_TRAVAIL À FAIRE:_
1 - Indiquez si chacune des affirmations suivantes concorde avec l'extrait sur Air France-KLM, en répondant par oui ou par non et en citant fidèlement les mots décisifs du texte. (a) Air France-KLM perd 25 millions d'euros par jour. (b) La somme de six milliards d'euros dépasse celles évoquées pour soutenir Lufthansa. (c) Le scénario d'une reprise soutenue dès juillet est aujourd'hui largement partagé.
2 - Recopiez sans rien modifier le passage de l'extrait sur Air France-KLM qui va de « Aussi importante soit-elle, la » jusqu'à « explique une source interne. ».
3 - D'après l'extrait sur Air France-KLM, jusqu'à quand les liquidités du groupe lui permettent-elles de tenir ?

_TEXTE DU DOCUMENT:_
________________

Aussi importante soit-elle, la somme de six milliards d'euros est deux fois moins importante que celles évoquées dans d'autres pays pour soutenir des groupes de taille équivalente (Lufthansa), voire plus petite (Singapore Airlines), et risque "d'être un peu juste", selon une source interne. Elle pourrait éventuellement suffire dans un scénario de reprise relativement soutenue dès le mois de juillet comme le groupe l'espérait encore récemment, mais ce schéma optimiste n'est plus partagé par grand monde aujourd'hui. Air France-KLM perd 25 millions d'euros par jour et dispose de liquidités (six milliards d'euros il y a un mois) pour tenir jusqu'en septembre.
"Si l'activité ne reprend pas cet été, les six milliards sont carrément insuffisants", explique une source interne.

________________

_DONNÉES:_
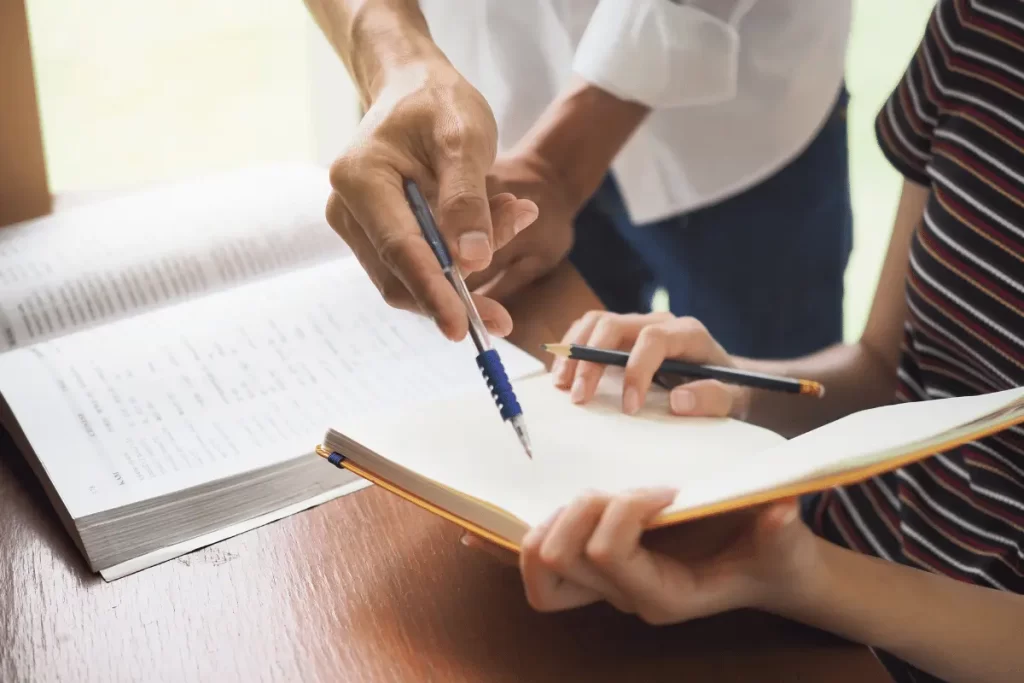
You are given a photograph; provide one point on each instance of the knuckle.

________________

_RÉPONSES PAR CONSIGNE:_
1 -
(a) Oui : « Air France-KLM perd 25 millions d'euros par jour ».
(b) Non : « deux fois moins importante que celles évoquées dans d'autres pays pour soutenir des groupes de taille équivalente (Lufthansa) ».
(c) Non : « ce schéma optimiste n'est plus partagé par grand monde aujourd'hui ».

2 -
Aussi importante soit-elle, la somme de six milliards d'euros est deux fois moins importante que celles évoquées dans d'autres pays pour soutenir des groupes de taille équivalente (Lufthansa), voire plus petite (Singapore Airlines), et risque "d'être un peu juste", selon une source interne. Elle pourrait éventuellement suffire dans un scénario de reprise relativement soutenue dès le mois de juillet comme le groupe l'espérait encore récemment, mais ce schéma optimiste n'est plus partagé par grand monde aujourd'hui. Air France-KLM perd 25 millions d'euros par jour et dispose de liquidités (six milliards d'euros il y a un mois) pour tenir jusqu'en septembre.
"Si l'activité ne reprend pas cet été, les six milliards sont carrément insuffisants", explique une source interne.

3 - Jusqu'en septembre.